What the exercise asks ->
Each line below must be reproduced exactly.

Referring expression data ->
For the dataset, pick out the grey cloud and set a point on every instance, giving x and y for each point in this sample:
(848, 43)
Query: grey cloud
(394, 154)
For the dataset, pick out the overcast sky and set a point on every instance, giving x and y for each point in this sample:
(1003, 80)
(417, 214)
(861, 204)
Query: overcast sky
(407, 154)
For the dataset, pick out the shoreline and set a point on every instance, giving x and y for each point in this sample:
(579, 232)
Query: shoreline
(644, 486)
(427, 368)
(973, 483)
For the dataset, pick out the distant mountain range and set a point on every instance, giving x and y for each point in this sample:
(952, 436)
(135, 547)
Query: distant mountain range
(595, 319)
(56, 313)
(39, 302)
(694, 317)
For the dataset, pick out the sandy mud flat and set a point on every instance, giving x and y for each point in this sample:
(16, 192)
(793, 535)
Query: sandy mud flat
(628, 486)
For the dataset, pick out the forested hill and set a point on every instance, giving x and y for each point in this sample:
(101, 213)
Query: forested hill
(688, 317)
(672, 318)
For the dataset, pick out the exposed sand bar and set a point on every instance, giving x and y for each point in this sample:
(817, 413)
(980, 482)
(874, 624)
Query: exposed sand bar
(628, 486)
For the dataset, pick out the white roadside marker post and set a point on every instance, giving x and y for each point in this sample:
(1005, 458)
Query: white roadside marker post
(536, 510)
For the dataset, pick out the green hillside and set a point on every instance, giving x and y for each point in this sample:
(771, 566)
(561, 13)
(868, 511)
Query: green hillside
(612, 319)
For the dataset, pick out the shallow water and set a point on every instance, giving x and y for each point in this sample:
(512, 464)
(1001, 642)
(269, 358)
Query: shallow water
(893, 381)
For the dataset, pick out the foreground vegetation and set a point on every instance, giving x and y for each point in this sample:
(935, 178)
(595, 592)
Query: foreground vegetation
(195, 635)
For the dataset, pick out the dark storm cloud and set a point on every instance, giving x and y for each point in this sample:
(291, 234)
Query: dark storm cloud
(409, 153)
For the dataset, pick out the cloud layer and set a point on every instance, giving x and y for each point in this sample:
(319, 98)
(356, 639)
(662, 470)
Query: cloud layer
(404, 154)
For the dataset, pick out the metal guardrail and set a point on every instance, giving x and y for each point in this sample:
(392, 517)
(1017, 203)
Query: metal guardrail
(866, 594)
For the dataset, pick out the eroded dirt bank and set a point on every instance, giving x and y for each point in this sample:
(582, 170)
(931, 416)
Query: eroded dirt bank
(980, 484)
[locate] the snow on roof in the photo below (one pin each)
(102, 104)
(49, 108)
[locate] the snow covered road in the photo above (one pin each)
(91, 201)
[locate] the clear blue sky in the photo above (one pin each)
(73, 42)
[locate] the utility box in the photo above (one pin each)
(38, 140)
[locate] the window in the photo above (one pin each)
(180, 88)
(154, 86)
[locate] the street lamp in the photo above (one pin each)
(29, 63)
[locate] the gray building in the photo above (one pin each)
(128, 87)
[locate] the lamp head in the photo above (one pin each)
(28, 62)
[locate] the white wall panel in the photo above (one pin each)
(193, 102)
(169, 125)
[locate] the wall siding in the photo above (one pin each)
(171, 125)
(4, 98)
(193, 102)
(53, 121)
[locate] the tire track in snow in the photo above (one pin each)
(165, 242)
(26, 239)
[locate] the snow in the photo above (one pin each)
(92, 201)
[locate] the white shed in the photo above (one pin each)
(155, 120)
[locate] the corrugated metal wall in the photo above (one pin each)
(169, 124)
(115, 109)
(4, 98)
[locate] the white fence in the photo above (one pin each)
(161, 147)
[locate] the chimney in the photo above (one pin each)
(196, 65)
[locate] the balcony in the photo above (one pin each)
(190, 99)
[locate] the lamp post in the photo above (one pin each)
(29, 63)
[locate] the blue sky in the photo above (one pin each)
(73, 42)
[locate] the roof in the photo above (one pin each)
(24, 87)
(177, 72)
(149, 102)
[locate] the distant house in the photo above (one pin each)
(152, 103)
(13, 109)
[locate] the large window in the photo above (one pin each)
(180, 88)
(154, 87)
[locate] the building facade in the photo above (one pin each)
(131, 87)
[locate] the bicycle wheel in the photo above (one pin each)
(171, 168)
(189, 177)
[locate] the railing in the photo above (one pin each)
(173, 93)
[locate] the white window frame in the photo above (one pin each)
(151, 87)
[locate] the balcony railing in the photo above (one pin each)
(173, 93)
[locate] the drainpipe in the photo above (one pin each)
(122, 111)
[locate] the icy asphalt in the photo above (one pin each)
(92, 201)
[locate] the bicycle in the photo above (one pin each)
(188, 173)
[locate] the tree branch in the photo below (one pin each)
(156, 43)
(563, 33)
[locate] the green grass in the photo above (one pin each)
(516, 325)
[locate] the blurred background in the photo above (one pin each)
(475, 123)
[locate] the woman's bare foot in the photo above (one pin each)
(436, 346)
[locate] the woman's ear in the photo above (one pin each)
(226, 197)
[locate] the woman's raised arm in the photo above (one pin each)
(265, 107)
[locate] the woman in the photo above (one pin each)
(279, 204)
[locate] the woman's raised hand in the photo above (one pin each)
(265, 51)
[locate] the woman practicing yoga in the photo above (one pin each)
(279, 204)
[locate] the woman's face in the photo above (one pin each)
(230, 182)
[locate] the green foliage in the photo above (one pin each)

Exercise output ->
For the dataset, pick out the grey cloud and set a point on every instance, giving x and y for each point in this sample:
(848, 43)
Query: grey cloud
(394, 154)
For the dataset, pick out the overcast sky and set a point on every instance, giving x and y for each point in this sample:
(1003, 80)
(417, 214)
(861, 204)
Query: overcast sky
(407, 154)
For the dataset, pick out the shoreline and set a point on every instance, giving x and y for each point in this sample:
(579, 232)
Query: shoreline
(644, 486)
(427, 368)
(973, 483)
For the dataset, pick out the distant mountain range and set a point on every instance, giving x and y for each point in this sample:
(952, 436)
(135, 547)
Query: distant mountain range
(595, 319)
(56, 313)
(39, 302)
(694, 317)
For the dataset, pick out the sandy mud flat and set a point on every instance, giving x and y for each point in this sample:
(16, 192)
(793, 535)
Query: sandy mud flat
(628, 486)
For the dataset, pick out the forested hill and set a point on every instance, giving x and y for each point in this sample:
(101, 213)
Query: forested hill
(688, 317)
(672, 318)
For the dataset, pick out the exposed sand bar and set a point on every instance, giving x and y for each point in this sample:
(817, 413)
(980, 482)
(874, 624)
Query: exposed sand bar
(628, 486)
For the dataset, pick out the white roadside marker post and set a point on every instance, giving x and y for each point in this sample:
(1005, 458)
Query: white roadside marker post
(536, 510)
For the dataset, pick out the green hillside and set a point on every instance, giving x and y for each point in this sample:
(771, 566)
(561, 13)
(868, 511)
Query: green hillside
(612, 319)
For the dataset, pick out the shallow water and set a point on every instance, giving x and y for each point in this sample:
(512, 464)
(1001, 642)
(269, 358)
Query: shallow water
(893, 381)
For the dataset, pick out the foreground vegetation and set a point on every instance, giving x and y for each point in this sample:
(935, 178)
(595, 592)
Query: foreground vegetation
(195, 635)
For the dataset, pick out the dark storm cloud and set a point on every instance, giving x and y for each point in this sample:
(291, 234)
Query: dark storm cloud
(409, 153)
For the dataset, pick out the cloud layer and set a point on every instance, giving x and y for each point in this sample:
(319, 98)
(356, 639)
(662, 470)
Query: cloud layer
(404, 154)
For the dataset, pick out the metal guardrail and set a point on every instance, giving x and y for each point in this sample:
(392, 517)
(1017, 203)
Query: metal guardrail
(866, 594)
For the dataset, pick out the eroded dirt bank and set a point on every instance, giving x and y for each point in this sample:
(582, 170)
(931, 416)
Query: eroded dirt bank
(980, 484)
[locate] the snow on roof in the photo below (one pin each)
(102, 104)
(49, 108)
[locate] the snow covered road in the photo above (one pin each)
(91, 201)
[locate] the clear blue sky in the photo above (one pin each)
(73, 42)
[locate] the utility box in the photo above (one pin each)
(38, 140)
[locate] the window in the photo above (one pin each)
(180, 88)
(154, 86)
[locate] the street lamp in the photo above (one pin each)
(29, 63)
[locate] the gray building in the photo above (one pin each)
(128, 87)
[locate] the lamp head in the photo above (one pin each)
(28, 62)
[locate] the white wall panel in the photo above (one pin each)
(193, 102)
(169, 125)
[locate] the wall siding in the photo above (one pin each)
(171, 125)
(4, 98)
(193, 102)
(53, 121)
[locate] the tire track in snow in the photo above (one pin each)
(165, 242)
(26, 239)
[locate] the snow in the photo above (one pin each)
(92, 201)
[locate] the white shed in the photo above (one pin each)
(155, 120)
[locate] the corrugated metal wall in the photo above (one pin each)
(169, 124)
(115, 109)
(4, 98)
[locate] the white fence in the photo above (one pin each)
(161, 147)
[locate] the chimney in the photo above (one pin each)
(196, 65)
[locate] the balcony in the photo above (one pin each)
(190, 99)
[locate] the lamp post in the photo above (one pin each)
(29, 63)
[locate] the blue sky in the photo above (one pin each)
(73, 42)
[locate] the roof in the photo above (one pin each)
(24, 87)
(177, 72)
(149, 102)
[locate] the distant house in the photo above (one pin each)
(152, 103)
(13, 109)
[locate] the large window in the photo above (one pin each)
(180, 88)
(154, 87)
[locate] the building facade in the photo above (one pin each)
(131, 87)
[locate] the bicycle wheel in the photo above (one pin each)
(171, 168)
(189, 177)
[locate] the railing in the photo above (one pin each)
(173, 93)
[locate] the white window frame in the photo above (one pin each)
(151, 87)
[locate] the balcony railing in the photo above (one pin each)
(173, 93)
[locate] the drainpipe in the photo above (one pin each)
(122, 111)
[locate] the icy asphalt in the photo above (one pin each)
(92, 201)
[locate] the bicycle in the photo above (one pin each)
(188, 173)
[locate] the tree branch in the photo below (one pin each)
(156, 43)
(563, 33)
[locate] the green grass in the photo above (one pin each)
(516, 325)
[locate] the blurred background in the photo above (one pin each)
(475, 123)
[locate] the woman's bare foot in the photo above (one pin each)
(436, 346)
[locate] the woman's ear in the photo above (one pin each)
(226, 197)
[locate] the woman's raised arm in the photo above (one pin each)
(265, 107)
[locate] the woman in the photo above (one pin each)
(279, 204)
[locate] the woman's raised hand in the photo above (one pin each)
(265, 51)
[locate] the woman practicing yoga in the photo above (one pin each)
(279, 204)
[locate] the woman's face in the photo above (one pin each)
(230, 182)
[locate] the green foliage in the photo above (one pin each)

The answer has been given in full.